Stored items from a collection

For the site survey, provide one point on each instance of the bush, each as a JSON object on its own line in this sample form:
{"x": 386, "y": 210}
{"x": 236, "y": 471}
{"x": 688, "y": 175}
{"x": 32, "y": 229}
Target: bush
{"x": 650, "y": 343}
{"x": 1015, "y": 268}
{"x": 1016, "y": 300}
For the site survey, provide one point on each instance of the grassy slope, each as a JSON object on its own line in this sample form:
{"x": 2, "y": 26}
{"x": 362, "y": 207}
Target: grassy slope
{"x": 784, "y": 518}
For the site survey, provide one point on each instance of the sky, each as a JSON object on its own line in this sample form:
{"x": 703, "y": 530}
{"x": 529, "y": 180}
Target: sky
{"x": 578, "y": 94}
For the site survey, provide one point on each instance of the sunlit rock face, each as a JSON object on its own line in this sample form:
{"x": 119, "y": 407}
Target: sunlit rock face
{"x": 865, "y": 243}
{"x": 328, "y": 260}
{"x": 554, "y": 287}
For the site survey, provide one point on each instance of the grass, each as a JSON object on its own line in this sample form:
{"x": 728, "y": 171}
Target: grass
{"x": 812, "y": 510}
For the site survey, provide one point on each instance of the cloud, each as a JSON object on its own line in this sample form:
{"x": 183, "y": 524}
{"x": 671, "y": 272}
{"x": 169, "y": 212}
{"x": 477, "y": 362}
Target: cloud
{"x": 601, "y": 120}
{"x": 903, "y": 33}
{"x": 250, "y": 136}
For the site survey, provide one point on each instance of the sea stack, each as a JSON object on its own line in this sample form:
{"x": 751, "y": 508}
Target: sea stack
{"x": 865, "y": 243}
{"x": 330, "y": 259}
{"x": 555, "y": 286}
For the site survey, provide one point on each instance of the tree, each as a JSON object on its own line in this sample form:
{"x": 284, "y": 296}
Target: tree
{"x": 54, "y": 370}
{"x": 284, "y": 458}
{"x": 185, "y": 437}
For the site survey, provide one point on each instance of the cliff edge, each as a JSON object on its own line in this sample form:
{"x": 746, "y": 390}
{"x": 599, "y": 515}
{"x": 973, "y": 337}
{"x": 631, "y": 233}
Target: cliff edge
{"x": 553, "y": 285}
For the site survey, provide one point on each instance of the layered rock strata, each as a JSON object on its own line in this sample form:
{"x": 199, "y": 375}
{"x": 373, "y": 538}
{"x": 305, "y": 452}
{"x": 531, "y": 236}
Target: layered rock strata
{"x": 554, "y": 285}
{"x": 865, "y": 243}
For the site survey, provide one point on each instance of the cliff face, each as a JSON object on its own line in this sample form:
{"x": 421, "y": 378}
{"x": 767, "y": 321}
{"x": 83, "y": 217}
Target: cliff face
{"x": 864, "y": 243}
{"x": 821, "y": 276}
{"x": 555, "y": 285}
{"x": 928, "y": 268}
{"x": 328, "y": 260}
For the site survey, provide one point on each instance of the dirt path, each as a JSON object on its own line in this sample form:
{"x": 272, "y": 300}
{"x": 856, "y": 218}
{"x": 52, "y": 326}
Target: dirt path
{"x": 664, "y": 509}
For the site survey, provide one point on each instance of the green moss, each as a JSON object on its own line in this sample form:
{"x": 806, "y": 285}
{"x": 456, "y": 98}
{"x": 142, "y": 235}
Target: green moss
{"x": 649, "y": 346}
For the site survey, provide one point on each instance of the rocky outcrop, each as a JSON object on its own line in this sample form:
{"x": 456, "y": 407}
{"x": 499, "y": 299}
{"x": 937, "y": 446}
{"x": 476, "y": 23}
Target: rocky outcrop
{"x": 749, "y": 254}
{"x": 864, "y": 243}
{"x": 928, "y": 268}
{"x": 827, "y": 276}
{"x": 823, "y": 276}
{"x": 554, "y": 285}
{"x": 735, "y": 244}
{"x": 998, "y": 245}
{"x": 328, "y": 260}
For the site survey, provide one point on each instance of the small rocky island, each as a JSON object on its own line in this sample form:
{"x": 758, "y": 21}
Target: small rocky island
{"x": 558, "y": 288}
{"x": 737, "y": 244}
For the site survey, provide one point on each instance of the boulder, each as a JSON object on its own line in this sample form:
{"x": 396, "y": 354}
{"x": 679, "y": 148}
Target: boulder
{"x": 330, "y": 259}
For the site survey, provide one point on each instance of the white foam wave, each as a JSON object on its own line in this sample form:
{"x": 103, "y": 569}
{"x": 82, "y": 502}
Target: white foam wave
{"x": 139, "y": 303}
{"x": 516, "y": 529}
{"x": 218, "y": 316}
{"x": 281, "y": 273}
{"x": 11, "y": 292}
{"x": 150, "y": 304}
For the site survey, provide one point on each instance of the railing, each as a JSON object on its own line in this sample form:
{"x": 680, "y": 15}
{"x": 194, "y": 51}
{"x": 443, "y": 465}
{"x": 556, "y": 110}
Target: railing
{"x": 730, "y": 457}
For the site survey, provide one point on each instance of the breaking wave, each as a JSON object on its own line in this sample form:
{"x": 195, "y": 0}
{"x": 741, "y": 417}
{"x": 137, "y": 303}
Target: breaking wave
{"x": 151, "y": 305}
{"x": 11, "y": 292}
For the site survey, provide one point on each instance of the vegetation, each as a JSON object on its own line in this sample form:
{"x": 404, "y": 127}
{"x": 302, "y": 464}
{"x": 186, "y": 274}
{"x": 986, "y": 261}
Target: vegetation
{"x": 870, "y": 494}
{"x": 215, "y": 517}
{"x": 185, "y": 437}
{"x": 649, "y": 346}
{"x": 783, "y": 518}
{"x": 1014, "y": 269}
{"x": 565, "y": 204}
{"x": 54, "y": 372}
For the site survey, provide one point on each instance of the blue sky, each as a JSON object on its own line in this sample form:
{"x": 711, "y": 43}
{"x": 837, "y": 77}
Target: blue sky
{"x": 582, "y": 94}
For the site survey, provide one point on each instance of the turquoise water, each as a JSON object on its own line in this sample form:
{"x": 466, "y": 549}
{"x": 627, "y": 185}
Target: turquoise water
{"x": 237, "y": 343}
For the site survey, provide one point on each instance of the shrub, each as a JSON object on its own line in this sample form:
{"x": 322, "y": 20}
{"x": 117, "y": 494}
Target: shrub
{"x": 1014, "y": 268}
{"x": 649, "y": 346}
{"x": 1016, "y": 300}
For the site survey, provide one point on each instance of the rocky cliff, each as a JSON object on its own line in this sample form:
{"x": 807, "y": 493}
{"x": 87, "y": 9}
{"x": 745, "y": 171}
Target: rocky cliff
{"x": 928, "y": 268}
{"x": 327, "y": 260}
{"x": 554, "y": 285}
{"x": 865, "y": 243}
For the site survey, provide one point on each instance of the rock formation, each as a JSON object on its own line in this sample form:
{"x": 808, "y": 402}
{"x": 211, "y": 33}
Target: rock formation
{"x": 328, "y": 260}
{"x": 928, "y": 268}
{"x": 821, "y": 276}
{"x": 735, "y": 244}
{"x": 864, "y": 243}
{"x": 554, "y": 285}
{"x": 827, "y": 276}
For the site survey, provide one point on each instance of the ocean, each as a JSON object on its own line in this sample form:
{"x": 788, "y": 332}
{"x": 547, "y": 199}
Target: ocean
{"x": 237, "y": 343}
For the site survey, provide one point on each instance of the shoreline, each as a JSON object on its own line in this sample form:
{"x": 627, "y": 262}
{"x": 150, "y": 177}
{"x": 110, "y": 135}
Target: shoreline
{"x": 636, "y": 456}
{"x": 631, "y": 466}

### Task goal
Could you quote the material above in full, exactly as it stands?

### The answer
For the site survey, provide one point on each instance of the bush, each as a JSON object on its own line in this sample form:
{"x": 386, "y": 210}
{"x": 236, "y": 471}
{"x": 688, "y": 175}
{"x": 32, "y": 229}
Target: bush
{"x": 650, "y": 343}
{"x": 1015, "y": 268}
{"x": 1016, "y": 300}
For the site survey, provide one point on each instance of the grassy slope, each as a JSON object on its own line in this sample form:
{"x": 2, "y": 26}
{"x": 362, "y": 207}
Target: grassy slope
{"x": 784, "y": 518}
For the site survey, provide one point on each instance of the sky, each as a JSON object on its own line in this sample form:
{"x": 703, "y": 530}
{"x": 529, "y": 180}
Target: sky
{"x": 578, "y": 94}
For the site survey, provide one point on each instance of the sunlit rock face, each as a JSON object on its own line in this sample form:
{"x": 119, "y": 407}
Target: sunlit rock face
{"x": 865, "y": 243}
{"x": 328, "y": 260}
{"x": 554, "y": 287}
For the site survey, provide one point on each instance of the grass, each as a JSON object on its own line in this sample form:
{"x": 728, "y": 171}
Target: grass
{"x": 812, "y": 510}
For the site survey, provide one point on each instance of the cloud, each as a JSON object on its own line in this sample form:
{"x": 183, "y": 524}
{"x": 671, "y": 272}
{"x": 169, "y": 212}
{"x": 477, "y": 362}
Target: cloud
{"x": 601, "y": 120}
{"x": 903, "y": 33}
{"x": 250, "y": 136}
For the site survey, provide one point on each instance of the sea stack, each as a JSON object on its own line in this sample form:
{"x": 751, "y": 508}
Target: sea stack
{"x": 865, "y": 243}
{"x": 330, "y": 259}
{"x": 555, "y": 286}
For the site survey, provide one point on each instance of the tree, each as a JSON object on its own line in this sample form:
{"x": 284, "y": 296}
Target: tree
{"x": 54, "y": 370}
{"x": 284, "y": 458}
{"x": 185, "y": 437}
For the site survey, provide one point on each instance of the cliff edge, each as a JSON object on its own line in this sample form:
{"x": 746, "y": 390}
{"x": 599, "y": 515}
{"x": 973, "y": 337}
{"x": 631, "y": 233}
Target: cliff edge
{"x": 553, "y": 285}
For the site survey, provide one point on each instance of the layered rock strata, each as a JSON object on its own line in this sample form:
{"x": 199, "y": 375}
{"x": 373, "y": 538}
{"x": 305, "y": 452}
{"x": 531, "y": 236}
Target: layered rock strata
{"x": 554, "y": 285}
{"x": 865, "y": 243}
For the site survey, provide one point on each instance of the cliff face, each as a JSON object on its own line in this sample form:
{"x": 421, "y": 378}
{"x": 767, "y": 321}
{"x": 83, "y": 217}
Target: cliff face
{"x": 864, "y": 243}
{"x": 821, "y": 276}
{"x": 555, "y": 285}
{"x": 928, "y": 268}
{"x": 328, "y": 260}
For the site survey, provide one point on each instance of the dirt path, each as a JSON object on its own line in this sample form:
{"x": 272, "y": 300}
{"x": 856, "y": 218}
{"x": 52, "y": 326}
Target: dirt path
{"x": 664, "y": 509}
For the site survey, provide one point on each instance of the green moss, each as a JSON object on its own line in this sample form:
{"x": 806, "y": 285}
{"x": 456, "y": 98}
{"x": 142, "y": 235}
Target: green moss
{"x": 649, "y": 346}
For the site survey, provide one point on each instance of the rocky outcrop, each as a JSON object on its own line in this sample form:
{"x": 456, "y": 407}
{"x": 499, "y": 299}
{"x": 937, "y": 446}
{"x": 476, "y": 23}
Target: rocky outcrop
{"x": 749, "y": 254}
{"x": 864, "y": 243}
{"x": 928, "y": 268}
{"x": 827, "y": 276}
{"x": 823, "y": 276}
{"x": 554, "y": 285}
{"x": 735, "y": 244}
{"x": 998, "y": 245}
{"x": 328, "y": 260}
For the site survey, provide one point on each instance of the small rocky island, each as a JSON object on its own line in this sample form:
{"x": 758, "y": 21}
Target: small rocky island
{"x": 558, "y": 288}
{"x": 737, "y": 244}
For the site survey, provide one point on each instance of the boulder, each as a JSON object on its own line in this sample form:
{"x": 396, "y": 354}
{"x": 679, "y": 148}
Target: boulder
{"x": 330, "y": 259}
For the site survey, provide one point on each instance of the white foam wave, each as a JSON object on its own line in this sample form:
{"x": 103, "y": 569}
{"x": 82, "y": 502}
Target: white foam wave
{"x": 139, "y": 303}
{"x": 516, "y": 529}
{"x": 218, "y": 316}
{"x": 281, "y": 273}
{"x": 11, "y": 292}
{"x": 150, "y": 304}
For the site survey, provide one point on each instance of the railing, each as a JSON object on its own line in this sample form:
{"x": 680, "y": 15}
{"x": 194, "y": 51}
{"x": 443, "y": 465}
{"x": 556, "y": 110}
Target: railing
{"x": 730, "y": 457}
For the site survey, provide one point on each instance of the breaking wave, each as a JSON object on its own line in this sample form:
{"x": 195, "y": 0}
{"x": 741, "y": 417}
{"x": 137, "y": 303}
Target: breaking wave
{"x": 151, "y": 305}
{"x": 11, "y": 292}
For the site survey, provide one point on each instance of the vegetation, each as a JSON object on its own line in this sample form:
{"x": 404, "y": 127}
{"x": 302, "y": 464}
{"x": 186, "y": 274}
{"x": 986, "y": 261}
Target: vegetation
{"x": 870, "y": 494}
{"x": 215, "y": 517}
{"x": 185, "y": 437}
{"x": 649, "y": 346}
{"x": 783, "y": 518}
{"x": 1014, "y": 269}
{"x": 565, "y": 204}
{"x": 54, "y": 372}
For the site survey, provide one point on each instance of the blue sky, each as a JSON object on its own line in this sample form:
{"x": 711, "y": 43}
{"x": 837, "y": 77}
Target: blue sky
{"x": 582, "y": 94}
For the site survey, provide one point on each instance of the turquoise water, each as a JSON object on its own line in this sample form:
{"x": 466, "y": 549}
{"x": 627, "y": 185}
Target: turquoise water
{"x": 237, "y": 343}
For the site survey, provide one point on each instance of the shrub, each as a JSON object on its own line in this sample form:
{"x": 322, "y": 20}
{"x": 117, "y": 494}
Target: shrub
{"x": 1014, "y": 268}
{"x": 649, "y": 346}
{"x": 1016, "y": 300}
For the site survey, provide one point on each instance of the rocky cliff, each as a JSON object on its own line in this sample form:
{"x": 807, "y": 493}
{"x": 87, "y": 9}
{"x": 745, "y": 171}
Target: rocky cliff
{"x": 928, "y": 268}
{"x": 327, "y": 260}
{"x": 554, "y": 285}
{"x": 865, "y": 243}
For the site survey, provide one point on each instance of the rock formation, each as a JSON object on its own line in this sample form:
{"x": 808, "y": 402}
{"x": 211, "y": 33}
Target: rock formation
{"x": 328, "y": 260}
{"x": 928, "y": 268}
{"x": 821, "y": 276}
{"x": 735, "y": 244}
{"x": 864, "y": 243}
{"x": 554, "y": 285}
{"x": 827, "y": 276}
For the site survey, provide one point on each instance of the ocean, each as a JSON object on its own line in this sample form:
{"x": 788, "y": 332}
{"x": 547, "y": 199}
Target: ocean
{"x": 237, "y": 343}
For the site survey, provide one point on each instance of the shoreline, each as a JSON object on its own line in this sample form:
{"x": 627, "y": 262}
{"x": 150, "y": 177}
{"x": 110, "y": 135}
Target: shoreline
{"x": 636, "y": 456}
{"x": 631, "y": 466}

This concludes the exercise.